* **Records for the task**:
──────────────────────────────

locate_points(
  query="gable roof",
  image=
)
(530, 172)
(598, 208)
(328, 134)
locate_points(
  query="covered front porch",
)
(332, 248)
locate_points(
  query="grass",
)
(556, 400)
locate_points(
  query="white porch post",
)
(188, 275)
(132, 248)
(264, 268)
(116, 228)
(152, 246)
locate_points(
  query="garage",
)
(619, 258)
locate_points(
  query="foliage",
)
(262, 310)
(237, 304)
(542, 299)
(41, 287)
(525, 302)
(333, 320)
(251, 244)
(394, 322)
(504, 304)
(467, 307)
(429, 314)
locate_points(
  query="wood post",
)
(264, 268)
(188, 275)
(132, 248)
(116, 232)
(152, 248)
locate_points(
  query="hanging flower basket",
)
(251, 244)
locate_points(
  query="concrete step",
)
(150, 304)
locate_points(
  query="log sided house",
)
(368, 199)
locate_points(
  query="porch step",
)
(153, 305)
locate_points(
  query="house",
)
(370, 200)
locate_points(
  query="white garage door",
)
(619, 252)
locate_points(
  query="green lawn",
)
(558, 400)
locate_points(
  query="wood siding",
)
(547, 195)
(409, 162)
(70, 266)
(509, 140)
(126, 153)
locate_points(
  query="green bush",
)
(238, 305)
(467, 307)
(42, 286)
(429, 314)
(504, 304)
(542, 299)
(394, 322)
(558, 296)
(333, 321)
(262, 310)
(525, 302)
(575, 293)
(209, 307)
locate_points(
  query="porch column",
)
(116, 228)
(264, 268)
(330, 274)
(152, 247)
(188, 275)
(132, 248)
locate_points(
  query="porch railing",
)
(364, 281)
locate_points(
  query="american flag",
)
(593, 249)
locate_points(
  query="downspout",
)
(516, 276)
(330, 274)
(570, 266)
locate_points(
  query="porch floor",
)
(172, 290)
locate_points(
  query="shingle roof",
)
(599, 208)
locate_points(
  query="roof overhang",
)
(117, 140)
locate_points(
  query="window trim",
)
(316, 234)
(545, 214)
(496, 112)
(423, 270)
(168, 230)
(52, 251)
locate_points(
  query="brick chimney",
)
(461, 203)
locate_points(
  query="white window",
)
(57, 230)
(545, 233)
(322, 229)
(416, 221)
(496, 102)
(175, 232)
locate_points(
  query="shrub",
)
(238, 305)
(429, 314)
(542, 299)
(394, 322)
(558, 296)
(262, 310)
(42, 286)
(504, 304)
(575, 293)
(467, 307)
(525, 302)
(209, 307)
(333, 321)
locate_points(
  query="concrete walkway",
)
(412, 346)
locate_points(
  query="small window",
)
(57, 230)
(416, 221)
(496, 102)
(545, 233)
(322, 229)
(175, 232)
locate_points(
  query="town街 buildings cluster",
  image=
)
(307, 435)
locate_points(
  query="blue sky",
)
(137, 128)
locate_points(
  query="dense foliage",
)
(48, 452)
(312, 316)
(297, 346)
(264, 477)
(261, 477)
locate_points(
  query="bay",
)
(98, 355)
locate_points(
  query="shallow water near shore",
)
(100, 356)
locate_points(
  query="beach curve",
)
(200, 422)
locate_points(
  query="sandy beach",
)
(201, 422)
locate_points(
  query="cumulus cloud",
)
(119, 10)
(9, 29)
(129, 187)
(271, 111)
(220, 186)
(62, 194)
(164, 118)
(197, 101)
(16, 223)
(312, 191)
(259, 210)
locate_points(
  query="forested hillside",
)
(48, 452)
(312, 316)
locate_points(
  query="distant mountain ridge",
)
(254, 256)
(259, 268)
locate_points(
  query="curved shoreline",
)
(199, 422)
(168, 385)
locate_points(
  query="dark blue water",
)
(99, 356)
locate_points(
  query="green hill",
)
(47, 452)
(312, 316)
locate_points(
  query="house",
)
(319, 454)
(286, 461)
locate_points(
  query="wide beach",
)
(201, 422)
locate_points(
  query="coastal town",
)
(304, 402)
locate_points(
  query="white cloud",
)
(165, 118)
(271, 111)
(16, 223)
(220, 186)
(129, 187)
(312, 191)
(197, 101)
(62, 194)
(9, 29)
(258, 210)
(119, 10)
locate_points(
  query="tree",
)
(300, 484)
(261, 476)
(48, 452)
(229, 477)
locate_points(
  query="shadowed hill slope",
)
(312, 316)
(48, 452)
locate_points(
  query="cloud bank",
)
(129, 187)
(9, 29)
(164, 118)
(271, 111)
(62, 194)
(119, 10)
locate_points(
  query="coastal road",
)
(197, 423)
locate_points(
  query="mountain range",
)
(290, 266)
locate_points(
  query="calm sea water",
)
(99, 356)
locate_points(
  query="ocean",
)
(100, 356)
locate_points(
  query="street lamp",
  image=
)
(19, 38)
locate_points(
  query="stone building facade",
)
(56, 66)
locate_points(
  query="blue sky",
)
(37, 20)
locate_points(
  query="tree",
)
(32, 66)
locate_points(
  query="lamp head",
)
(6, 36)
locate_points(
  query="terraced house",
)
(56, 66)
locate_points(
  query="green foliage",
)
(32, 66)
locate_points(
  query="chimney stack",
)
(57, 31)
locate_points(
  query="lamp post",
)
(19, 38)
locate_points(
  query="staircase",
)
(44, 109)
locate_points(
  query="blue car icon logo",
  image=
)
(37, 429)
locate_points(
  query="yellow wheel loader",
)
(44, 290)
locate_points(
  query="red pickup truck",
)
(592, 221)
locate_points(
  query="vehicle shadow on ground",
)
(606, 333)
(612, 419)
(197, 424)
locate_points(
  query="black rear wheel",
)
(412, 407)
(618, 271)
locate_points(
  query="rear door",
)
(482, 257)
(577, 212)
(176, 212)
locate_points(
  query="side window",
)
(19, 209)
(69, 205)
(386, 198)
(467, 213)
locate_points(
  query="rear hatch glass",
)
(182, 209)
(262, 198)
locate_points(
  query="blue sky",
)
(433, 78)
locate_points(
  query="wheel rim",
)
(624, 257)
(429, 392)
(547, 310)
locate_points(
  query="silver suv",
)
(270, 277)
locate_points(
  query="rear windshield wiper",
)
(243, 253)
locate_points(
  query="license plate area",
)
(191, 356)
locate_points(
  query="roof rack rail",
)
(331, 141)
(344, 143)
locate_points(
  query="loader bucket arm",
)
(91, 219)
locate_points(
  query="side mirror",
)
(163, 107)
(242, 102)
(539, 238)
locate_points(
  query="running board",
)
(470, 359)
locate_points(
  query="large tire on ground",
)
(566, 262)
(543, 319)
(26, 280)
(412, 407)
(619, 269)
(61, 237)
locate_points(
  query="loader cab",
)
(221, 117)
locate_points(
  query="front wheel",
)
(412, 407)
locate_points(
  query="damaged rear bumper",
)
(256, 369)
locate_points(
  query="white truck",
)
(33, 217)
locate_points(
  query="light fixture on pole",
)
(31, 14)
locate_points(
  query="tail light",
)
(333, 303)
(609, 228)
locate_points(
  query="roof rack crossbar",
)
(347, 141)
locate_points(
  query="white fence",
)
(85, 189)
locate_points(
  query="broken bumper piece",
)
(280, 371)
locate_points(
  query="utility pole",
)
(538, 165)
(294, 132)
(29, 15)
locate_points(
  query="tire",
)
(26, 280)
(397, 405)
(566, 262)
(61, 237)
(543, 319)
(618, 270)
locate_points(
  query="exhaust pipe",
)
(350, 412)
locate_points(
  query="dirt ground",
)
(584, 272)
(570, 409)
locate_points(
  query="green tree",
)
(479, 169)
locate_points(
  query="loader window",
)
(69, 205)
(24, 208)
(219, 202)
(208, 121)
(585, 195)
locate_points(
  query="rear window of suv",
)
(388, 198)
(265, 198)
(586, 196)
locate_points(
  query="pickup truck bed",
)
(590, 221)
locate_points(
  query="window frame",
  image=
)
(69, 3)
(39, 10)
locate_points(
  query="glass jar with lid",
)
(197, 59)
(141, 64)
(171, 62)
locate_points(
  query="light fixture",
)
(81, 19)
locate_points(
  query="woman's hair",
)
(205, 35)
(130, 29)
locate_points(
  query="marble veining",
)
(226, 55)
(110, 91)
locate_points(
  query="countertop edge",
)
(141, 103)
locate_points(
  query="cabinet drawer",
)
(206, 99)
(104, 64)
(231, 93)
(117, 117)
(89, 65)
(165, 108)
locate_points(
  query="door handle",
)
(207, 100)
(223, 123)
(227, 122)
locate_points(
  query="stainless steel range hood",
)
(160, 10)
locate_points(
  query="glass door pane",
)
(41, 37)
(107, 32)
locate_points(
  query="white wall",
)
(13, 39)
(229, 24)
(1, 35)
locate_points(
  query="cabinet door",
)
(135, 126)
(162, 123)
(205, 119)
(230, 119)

──────────────────────────────

* **Problem description**:
Collect the lines of the records that include the string "chimney".

* **Response for this exercise**:
  query="brick chimney",
  query="chimney stack",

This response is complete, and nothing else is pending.